■ PARTS OF THE EXERCISE:
[a] Write out, word for word, the part of the text on 1.5-degree lifestyles that opens with the words containing "A recent report" and closes with "including imported products.".
[b] In the text on 1.5-degree lifestyles, which aspects of daily living did the authors use to assess lifestyle carbon footprints?
======== TEXT EXCERPT
1.5 degrees and me
Over the past year or so, there has been much ado about whether we can and should aim to keep the global temperature rise to 1.5 or 2 degrees Celsius. In daily life, half a degree isn’t even enough to help decide whether or not to put on a sweater to go outside. But in the context of global climate change, an average global temperature rise of an extra half a degree is a big deal. It’s the difference between a long drought season or a short one, between whether homes or communities flood or not, between the existence and disappearance of entire small island states. It means a difference of 10 cm of global sea rise, and twice as many insects, plants and vertebrates being lost.
(for the techy version of this story, see the Intergovernmental Panel on Climate Change (IPCC)’s Special Report on Global Warming of 1.5 degrees; for a shorter read, check out this article in The Guardian).
This brings up some big questions. Can we make changes fast enough to head off the worst disasters? Who should make which changes? Who’s responsible?
A recent report called 1.5-Degree Lifestyles: Targets and options for reducing lifestyle carbon footprints provides some important insight. It looks at GHG emissions from the perspective of people’s carbon footprints, as individuals. This is different from other calculations, including the production-based ones that are used when countries commit to emissions targets in international agreements. Production-based national calculations include all the emissions produced within the borders of a country, including everything that is exported (including oil and gas exports, for example). They don’t include emissions from what is imported (food, clothes, cars, consumer goods etc.). Lifestyle footprints calculate based on what an average citizen in a given country consumes, including imported products.
The authors focused their research on Finland, Japan, India, China and Brazil. They assessed lifestyle carbon footprints in those five countries based on aspects of daily living including food, housing, mobility, consumer goods, leisure and services. The current footprints of the five countries they assess are, as you might guess, extremely different:
Finland | 10.4 |
Japan | 7.6 |
China | 4.2 |
Brazil | 2.8 |
India | 2.0 |
I’m betting that footprints in Canada are higher than Finland’s, and that France is somewhere near Japan. This graph provides the breakdown for different types of consumption in the five countries, with reduction targets up to 2050:
The study establishes global targets for lifestyle carbon footprints — meaning a target estimated to keep global warming below 1.5 degrees, in which each person on the planet would have the same carbon footprint. The proposed targets are 2.5 tonnes of CO₂ equivalent per person in 2030, and 0.7 tonnes by 2050.
================
======== RAW DATA
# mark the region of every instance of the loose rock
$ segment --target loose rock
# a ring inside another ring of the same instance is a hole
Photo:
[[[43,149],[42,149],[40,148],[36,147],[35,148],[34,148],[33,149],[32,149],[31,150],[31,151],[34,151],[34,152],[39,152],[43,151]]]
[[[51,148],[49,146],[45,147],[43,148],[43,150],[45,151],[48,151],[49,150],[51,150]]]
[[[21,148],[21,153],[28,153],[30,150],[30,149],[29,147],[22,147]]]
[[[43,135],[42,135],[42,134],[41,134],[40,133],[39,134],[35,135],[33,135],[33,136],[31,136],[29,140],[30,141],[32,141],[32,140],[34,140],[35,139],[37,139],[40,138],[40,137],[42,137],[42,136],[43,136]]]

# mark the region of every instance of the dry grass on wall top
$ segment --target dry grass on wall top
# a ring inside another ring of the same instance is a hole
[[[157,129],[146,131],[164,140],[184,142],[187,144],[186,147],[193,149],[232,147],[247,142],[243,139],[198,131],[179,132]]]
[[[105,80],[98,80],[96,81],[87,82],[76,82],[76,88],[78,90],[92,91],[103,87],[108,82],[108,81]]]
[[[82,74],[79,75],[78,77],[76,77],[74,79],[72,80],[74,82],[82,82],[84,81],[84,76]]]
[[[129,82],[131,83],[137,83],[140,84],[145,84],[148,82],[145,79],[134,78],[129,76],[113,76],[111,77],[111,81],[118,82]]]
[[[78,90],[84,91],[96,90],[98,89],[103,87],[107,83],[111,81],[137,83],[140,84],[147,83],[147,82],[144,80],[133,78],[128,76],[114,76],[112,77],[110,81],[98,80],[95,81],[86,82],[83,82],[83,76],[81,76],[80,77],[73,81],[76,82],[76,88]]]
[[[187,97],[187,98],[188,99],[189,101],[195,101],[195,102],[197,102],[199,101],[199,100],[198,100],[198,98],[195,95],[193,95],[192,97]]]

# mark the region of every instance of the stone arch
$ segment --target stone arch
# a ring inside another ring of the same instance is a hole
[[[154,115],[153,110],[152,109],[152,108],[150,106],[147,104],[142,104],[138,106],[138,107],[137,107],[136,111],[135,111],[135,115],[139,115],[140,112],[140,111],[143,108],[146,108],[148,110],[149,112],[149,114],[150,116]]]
================
■ RESULTS OF THE TASKS:
[a]
A recent report called 1.5-Degree Lifestyles: Targets and options for reducing lifestyle carbon footprints provides some important insight. It looks at GHG emissions from the perspective of people’s carbon footprints, as individuals. This is different from other calculations, including the production-based ones that are used when countries commit to emissions targets in international agreements. Production-based national calculations include all the emissions produced within the borders of a country, including everything that is exported (including oil and gas exports, for example). They don’t include emissions from what is imported (food, clothes, cars, consumer goods etc.). Lifestyle footprints calculate based on what an average citizen in a given country consumes, including imported products.

[b]
- Food
- Housing
- Mobility
- Consumer goods
- Leisure
- Services